Location identification entries
+++++

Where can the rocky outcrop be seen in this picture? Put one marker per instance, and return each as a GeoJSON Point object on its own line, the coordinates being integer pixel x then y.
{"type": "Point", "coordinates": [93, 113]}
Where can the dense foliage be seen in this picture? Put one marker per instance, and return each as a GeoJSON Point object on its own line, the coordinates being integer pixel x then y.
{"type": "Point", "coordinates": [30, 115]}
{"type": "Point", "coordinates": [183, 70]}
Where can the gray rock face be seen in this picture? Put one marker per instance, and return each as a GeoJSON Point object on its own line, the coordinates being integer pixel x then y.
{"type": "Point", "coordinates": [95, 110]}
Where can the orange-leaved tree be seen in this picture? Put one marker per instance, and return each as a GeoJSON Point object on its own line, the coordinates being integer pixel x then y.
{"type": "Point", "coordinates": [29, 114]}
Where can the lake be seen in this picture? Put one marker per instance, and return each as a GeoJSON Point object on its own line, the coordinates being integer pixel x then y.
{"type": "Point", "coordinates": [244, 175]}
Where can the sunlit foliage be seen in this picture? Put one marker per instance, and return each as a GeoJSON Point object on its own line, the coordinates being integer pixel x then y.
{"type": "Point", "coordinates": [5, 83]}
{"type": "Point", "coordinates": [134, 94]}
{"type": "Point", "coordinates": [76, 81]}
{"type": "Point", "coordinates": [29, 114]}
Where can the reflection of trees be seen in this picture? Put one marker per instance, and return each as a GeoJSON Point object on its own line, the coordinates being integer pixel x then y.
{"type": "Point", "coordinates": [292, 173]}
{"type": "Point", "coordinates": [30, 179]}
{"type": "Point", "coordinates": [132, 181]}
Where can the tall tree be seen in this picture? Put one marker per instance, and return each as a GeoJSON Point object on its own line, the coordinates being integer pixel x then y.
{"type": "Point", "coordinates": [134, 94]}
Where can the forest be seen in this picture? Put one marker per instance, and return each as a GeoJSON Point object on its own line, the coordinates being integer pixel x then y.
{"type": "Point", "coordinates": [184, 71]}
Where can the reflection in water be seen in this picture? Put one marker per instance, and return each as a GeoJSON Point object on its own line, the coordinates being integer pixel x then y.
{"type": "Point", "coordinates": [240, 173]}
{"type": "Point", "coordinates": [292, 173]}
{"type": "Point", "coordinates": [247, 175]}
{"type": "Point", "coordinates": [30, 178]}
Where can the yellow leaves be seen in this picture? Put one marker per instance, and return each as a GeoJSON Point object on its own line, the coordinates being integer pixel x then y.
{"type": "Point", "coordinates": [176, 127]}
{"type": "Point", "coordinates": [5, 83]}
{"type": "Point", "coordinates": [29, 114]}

+++++

* _STATED GOAL_: Extract every line word for word, starting with the line that contains "Where can the yellow" and continuing through the last line of the items, including both ends.

* _TASK RESULT_:
Where can the yellow leaves be seen in this picture? Put one marker per instance, and return each as a GeoJSON Point object on its own line, the coordinates being integer pixel x then y.
{"type": "Point", "coordinates": [176, 127]}
{"type": "Point", "coordinates": [5, 83]}
{"type": "Point", "coordinates": [29, 114]}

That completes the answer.